TASK DETAILS - Return each entry exactly, so that nothing in the data differs from the original.

SUPPLIED RECORDS -
--- START ---
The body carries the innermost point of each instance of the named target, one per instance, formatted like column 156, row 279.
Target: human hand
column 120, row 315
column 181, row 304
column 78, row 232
--- END ---
RESPONSE -
The body carries the innermost point of each instance of the named target, one per instance, formatted like column 156, row 279.
Target: human hand
column 120, row 315
column 181, row 304
column 78, row 232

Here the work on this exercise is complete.